[Source data]
_ _ _ _ _ _ _

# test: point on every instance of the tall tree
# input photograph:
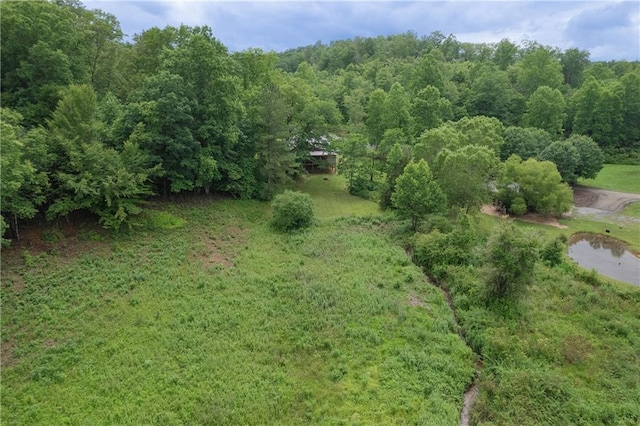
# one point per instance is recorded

_ _ _ _ _ _ _

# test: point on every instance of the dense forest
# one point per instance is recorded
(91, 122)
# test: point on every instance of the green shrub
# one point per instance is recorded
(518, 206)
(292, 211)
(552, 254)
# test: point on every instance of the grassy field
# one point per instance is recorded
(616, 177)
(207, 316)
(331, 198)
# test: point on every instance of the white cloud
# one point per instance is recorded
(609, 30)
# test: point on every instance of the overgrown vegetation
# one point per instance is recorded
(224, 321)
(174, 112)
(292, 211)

_ _ _ _ _ _ _

[The exercise]
Please gather every line of the records above that contains the word "test" and copy each one out. Case counts.

[Solved exercise]
# test: point on every instance of the tall tree
# test: point on every instance of the dense forest
# test: point on every instance of the green shrub
# test: point on every instance of the grassy field
# test: point on every instance of the white cloud
# test: point on every instance of the overgrown vegetation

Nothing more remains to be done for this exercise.